Pictures are to be left out; otherwise, copy exactly the lines from the line containing "Please point out the chrome trim" through the end of the data.

### Records ###

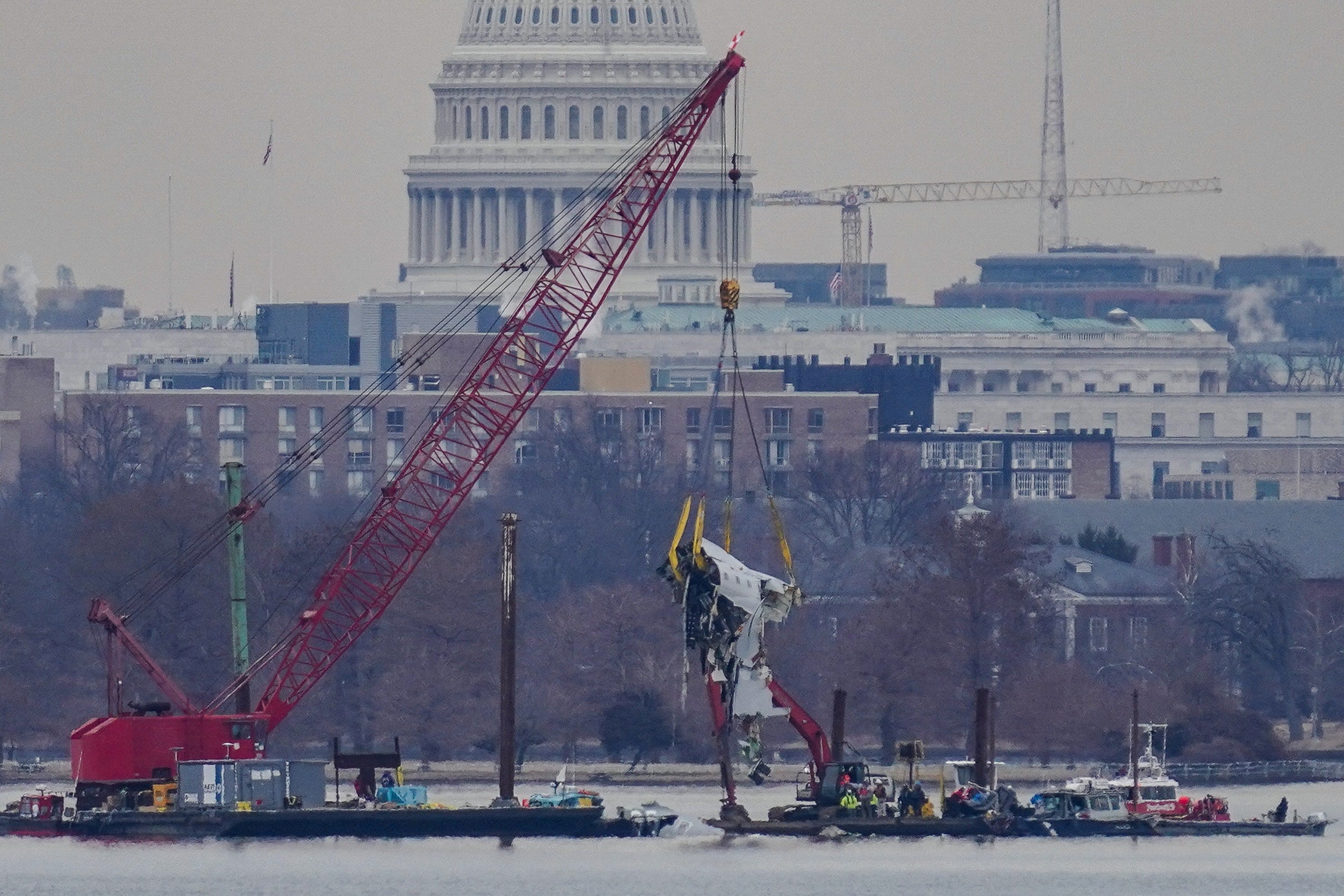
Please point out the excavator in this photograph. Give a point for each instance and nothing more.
(124, 754)
(726, 607)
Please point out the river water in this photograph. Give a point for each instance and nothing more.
(697, 862)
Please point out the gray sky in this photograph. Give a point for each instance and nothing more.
(101, 101)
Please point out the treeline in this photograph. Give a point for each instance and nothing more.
(916, 606)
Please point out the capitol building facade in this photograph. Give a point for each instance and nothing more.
(537, 101)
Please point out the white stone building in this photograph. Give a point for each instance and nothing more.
(1229, 445)
(537, 101)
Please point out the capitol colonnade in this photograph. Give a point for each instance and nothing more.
(488, 225)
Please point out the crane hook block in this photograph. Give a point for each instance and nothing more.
(730, 293)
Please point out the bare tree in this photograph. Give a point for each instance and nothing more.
(116, 445)
(1254, 602)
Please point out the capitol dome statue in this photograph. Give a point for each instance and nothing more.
(535, 103)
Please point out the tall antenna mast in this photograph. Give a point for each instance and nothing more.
(1054, 174)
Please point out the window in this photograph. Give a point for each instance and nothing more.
(232, 451)
(693, 454)
(693, 421)
(359, 453)
(1097, 632)
(650, 421)
(362, 420)
(359, 483)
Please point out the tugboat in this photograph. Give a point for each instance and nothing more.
(1157, 792)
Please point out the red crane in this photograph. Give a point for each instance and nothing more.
(413, 510)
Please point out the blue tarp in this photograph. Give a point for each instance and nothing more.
(408, 796)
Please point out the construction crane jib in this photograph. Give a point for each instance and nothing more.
(437, 479)
(854, 198)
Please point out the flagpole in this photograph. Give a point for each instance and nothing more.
(271, 226)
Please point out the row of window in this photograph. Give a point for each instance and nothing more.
(472, 122)
(490, 15)
(233, 418)
(1157, 423)
(1100, 634)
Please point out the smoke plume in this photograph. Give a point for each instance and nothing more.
(1252, 312)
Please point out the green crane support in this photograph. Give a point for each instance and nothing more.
(238, 584)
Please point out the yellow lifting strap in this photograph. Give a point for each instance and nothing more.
(676, 539)
(784, 540)
(698, 536)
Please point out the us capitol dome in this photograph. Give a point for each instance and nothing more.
(535, 103)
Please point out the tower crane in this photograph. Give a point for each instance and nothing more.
(131, 750)
(853, 199)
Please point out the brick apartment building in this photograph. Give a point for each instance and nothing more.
(675, 431)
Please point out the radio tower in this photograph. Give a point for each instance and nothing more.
(1054, 174)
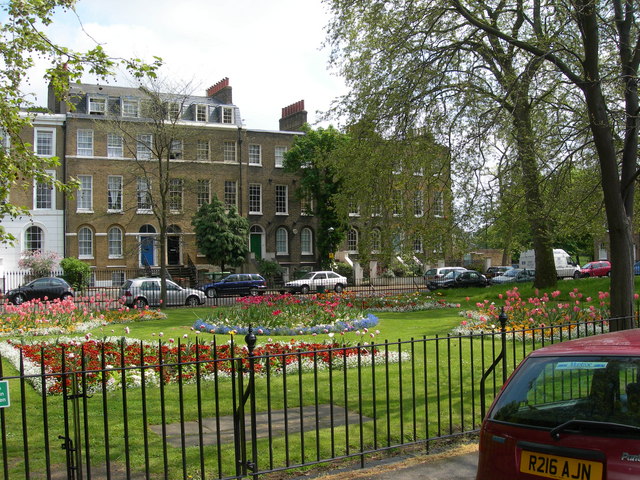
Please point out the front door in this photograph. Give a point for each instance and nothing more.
(173, 250)
(256, 244)
(146, 251)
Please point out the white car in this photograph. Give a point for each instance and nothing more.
(317, 281)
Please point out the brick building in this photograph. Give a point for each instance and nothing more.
(108, 141)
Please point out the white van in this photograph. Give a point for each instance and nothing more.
(565, 267)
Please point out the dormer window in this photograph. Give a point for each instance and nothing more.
(97, 106)
(130, 107)
(173, 110)
(227, 115)
(201, 113)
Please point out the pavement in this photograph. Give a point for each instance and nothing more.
(458, 463)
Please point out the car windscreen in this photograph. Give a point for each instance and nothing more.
(551, 391)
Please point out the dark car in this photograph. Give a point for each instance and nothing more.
(515, 275)
(570, 410)
(601, 268)
(458, 279)
(496, 270)
(236, 284)
(45, 288)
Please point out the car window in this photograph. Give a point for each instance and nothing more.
(549, 391)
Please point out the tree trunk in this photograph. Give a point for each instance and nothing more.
(546, 275)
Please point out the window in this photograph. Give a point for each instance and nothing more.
(114, 146)
(306, 241)
(143, 146)
(173, 110)
(114, 193)
(84, 147)
(203, 193)
(352, 240)
(417, 245)
(255, 154)
(44, 194)
(85, 243)
(376, 240)
(175, 194)
(144, 195)
(230, 194)
(33, 239)
(227, 114)
(418, 204)
(307, 205)
(282, 241)
(229, 152)
(397, 203)
(280, 151)
(176, 150)
(45, 142)
(438, 204)
(202, 150)
(282, 200)
(255, 198)
(114, 239)
(97, 106)
(85, 193)
(130, 107)
(201, 113)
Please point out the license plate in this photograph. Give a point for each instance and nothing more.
(561, 468)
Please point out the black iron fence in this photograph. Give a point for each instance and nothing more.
(231, 409)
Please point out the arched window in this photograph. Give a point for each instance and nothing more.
(114, 237)
(282, 241)
(33, 239)
(352, 240)
(85, 243)
(306, 241)
(375, 240)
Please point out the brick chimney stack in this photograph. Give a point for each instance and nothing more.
(293, 117)
(221, 91)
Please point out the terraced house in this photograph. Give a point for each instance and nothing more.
(145, 162)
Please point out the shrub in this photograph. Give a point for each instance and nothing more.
(40, 263)
(76, 272)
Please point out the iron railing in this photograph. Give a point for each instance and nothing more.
(221, 410)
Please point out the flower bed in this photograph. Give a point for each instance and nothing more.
(287, 315)
(112, 363)
(536, 314)
(39, 317)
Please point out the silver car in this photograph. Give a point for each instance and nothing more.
(140, 292)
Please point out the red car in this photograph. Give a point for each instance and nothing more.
(601, 268)
(570, 411)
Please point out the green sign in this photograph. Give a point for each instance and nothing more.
(4, 394)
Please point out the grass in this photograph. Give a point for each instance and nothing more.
(430, 394)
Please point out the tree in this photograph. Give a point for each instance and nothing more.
(23, 37)
(220, 235)
(311, 157)
(595, 46)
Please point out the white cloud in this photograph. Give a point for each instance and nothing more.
(269, 49)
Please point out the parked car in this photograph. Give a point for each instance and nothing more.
(514, 275)
(570, 410)
(143, 291)
(458, 279)
(236, 284)
(45, 288)
(313, 281)
(437, 273)
(601, 268)
(496, 270)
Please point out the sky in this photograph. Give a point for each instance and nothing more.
(271, 50)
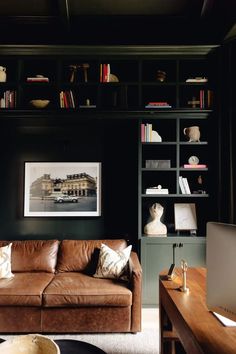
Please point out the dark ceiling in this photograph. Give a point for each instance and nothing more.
(156, 22)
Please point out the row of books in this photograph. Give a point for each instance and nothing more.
(38, 78)
(158, 104)
(105, 70)
(206, 99)
(67, 99)
(8, 99)
(184, 186)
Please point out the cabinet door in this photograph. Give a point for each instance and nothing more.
(157, 255)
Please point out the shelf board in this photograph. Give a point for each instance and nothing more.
(193, 142)
(175, 195)
(144, 169)
(159, 143)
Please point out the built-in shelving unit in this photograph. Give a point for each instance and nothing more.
(140, 75)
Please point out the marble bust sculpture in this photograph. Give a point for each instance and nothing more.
(155, 227)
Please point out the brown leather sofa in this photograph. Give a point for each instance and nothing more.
(53, 290)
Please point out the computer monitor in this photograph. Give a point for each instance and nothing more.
(221, 269)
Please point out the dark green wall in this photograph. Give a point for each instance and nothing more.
(112, 142)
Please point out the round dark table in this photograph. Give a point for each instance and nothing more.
(72, 346)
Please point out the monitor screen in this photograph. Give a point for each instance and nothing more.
(221, 269)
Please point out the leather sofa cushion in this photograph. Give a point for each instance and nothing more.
(25, 289)
(33, 255)
(78, 289)
(82, 255)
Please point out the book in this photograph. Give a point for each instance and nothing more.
(181, 184)
(37, 79)
(186, 185)
(156, 106)
(202, 165)
(197, 79)
(157, 191)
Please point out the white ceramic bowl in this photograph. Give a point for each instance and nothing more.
(29, 344)
(39, 103)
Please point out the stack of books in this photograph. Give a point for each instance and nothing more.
(37, 78)
(197, 79)
(105, 71)
(158, 105)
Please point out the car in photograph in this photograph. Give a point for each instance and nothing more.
(66, 199)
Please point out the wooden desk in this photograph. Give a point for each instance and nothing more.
(185, 316)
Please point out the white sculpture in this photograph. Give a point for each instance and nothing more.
(155, 227)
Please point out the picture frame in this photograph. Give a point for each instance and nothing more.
(62, 189)
(185, 216)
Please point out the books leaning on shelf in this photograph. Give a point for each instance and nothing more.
(184, 186)
(148, 135)
(158, 105)
(200, 165)
(105, 71)
(8, 100)
(37, 79)
(67, 99)
(197, 79)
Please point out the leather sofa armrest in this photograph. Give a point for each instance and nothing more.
(136, 288)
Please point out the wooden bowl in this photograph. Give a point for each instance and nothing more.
(39, 103)
(29, 344)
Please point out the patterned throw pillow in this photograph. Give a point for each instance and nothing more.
(5, 262)
(112, 264)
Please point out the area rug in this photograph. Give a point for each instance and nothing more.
(145, 342)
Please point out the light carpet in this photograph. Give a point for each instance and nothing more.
(145, 342)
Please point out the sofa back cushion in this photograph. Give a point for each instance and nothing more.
(33, 255)
(82, 255)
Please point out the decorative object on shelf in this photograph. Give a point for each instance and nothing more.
(113, 78)
(184, 267)
(155, 227)
(157, 190)
(194, 102)
(37, 78)
(29, 344)
(87, 104)
(3, 74)
(38, 103)
(75, 67)
(193, 133)
(156, 138)
(185, 216)
(197, 79)
(158, 105)
(184, 186)
(199, 186)
(193, 160)
(157, 163)
(161, 75)
(148, 135)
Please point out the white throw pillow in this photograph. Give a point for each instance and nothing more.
(5, 262)
(112, 264)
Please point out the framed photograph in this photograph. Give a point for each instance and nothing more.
(185, 216)
(62, 189)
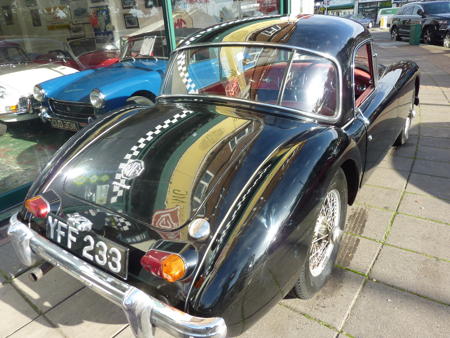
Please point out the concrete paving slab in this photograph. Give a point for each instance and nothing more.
(39, 327)
(413, 272)
(431, 129)
(53, 288)
(432, 168)
(15, 312)
(280, 322)
(368, 222)
(333, 302)
(126, 333)
(435, 142)
(357, 253)
(435, 113)
(397, 163)
(435, 96)
(433, 154)
(389, 178)
(284, 322)
(9, 263)
(429, 185)
(86, 313)
(420, 235)
(426, 207)
(381, 311)
(408, 149)
(378, 197)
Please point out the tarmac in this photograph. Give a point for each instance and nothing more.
(392, 277)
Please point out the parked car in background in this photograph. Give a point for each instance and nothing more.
(16, 88)
(366, 22)
(80, 54)
(71, 102)
(385, 16)
(434, 16)
(11, 53)
(199, 214)
(27, 62)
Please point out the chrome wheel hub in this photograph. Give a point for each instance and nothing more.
(327, 233)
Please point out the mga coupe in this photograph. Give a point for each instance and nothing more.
(199, 214)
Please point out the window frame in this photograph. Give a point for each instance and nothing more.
(357, 102)
(329, 119)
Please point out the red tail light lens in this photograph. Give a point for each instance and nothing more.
(38, 206)
(151, 261)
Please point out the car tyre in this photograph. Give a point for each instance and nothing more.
(140, 100)
(395, 36)
(325, 240)
(447, 40)
(427, 37)
(404, 135)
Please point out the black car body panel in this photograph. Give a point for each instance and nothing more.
(257, 173)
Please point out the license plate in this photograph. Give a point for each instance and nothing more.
(87, 244)
(66, 125)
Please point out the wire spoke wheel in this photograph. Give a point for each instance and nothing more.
(326, 232)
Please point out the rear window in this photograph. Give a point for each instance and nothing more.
(277, 76)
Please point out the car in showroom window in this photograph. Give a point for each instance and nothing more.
(198, 214)
(71, 102)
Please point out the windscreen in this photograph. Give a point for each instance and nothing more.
(269, 75)
(152, 46)
(437, 8)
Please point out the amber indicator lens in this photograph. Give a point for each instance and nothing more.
(173, 268)
(38, 206)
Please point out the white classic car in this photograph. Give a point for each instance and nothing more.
(16, 88)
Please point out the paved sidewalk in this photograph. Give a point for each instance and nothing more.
(393, 273)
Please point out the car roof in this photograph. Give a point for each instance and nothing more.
(321, 33)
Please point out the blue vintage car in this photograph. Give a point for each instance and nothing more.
(71, 102)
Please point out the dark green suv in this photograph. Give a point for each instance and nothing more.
(433, 16)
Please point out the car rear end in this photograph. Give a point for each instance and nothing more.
(79, 216)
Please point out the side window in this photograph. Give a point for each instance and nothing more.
(363, 73)
(408, 10)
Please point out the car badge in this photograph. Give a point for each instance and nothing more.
(133, 169)
(79, 222)
(167, 219)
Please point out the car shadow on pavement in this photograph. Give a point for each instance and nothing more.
(429, 148)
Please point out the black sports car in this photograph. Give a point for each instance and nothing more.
(199, 214)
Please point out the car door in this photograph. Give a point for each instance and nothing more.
(382, 122)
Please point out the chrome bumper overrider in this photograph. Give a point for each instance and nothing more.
(143, 311)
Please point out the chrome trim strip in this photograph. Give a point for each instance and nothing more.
(332, 119)
(224, 222)
(143, 312)
(75, 103)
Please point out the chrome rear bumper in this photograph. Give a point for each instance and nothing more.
(143, 311)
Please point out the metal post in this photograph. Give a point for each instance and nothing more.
(169, 29)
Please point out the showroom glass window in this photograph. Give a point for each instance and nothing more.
(203, 13)
(41, 40)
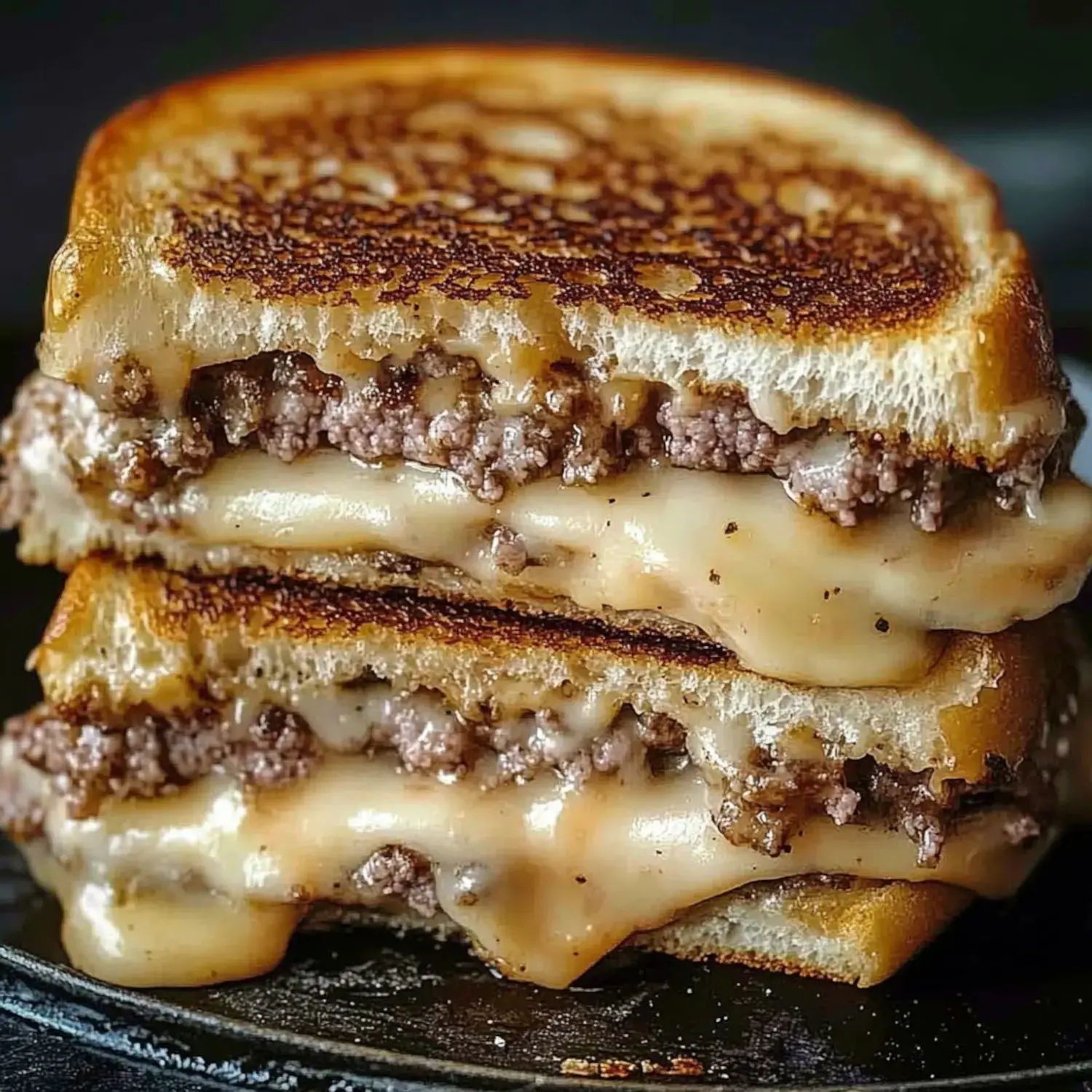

###

* Reply to the task:
Please point out the chrome trim strip in this photograph. Give a point for each instance and nothing more.
(332, 119)
(224, 222)
(143, 312)
(75, 103)
Please point out the chrome rear bumper in this photograph. Give a point for each instance and nothing more.
(143, 311)
Please point out the metal post in this photograph. Give a point for each instance and nothing more.
(169, 29)
Please point out the showroom glass window in this photograph. Give a point for each instance and nothing more.
(203, 13)
(41, 40)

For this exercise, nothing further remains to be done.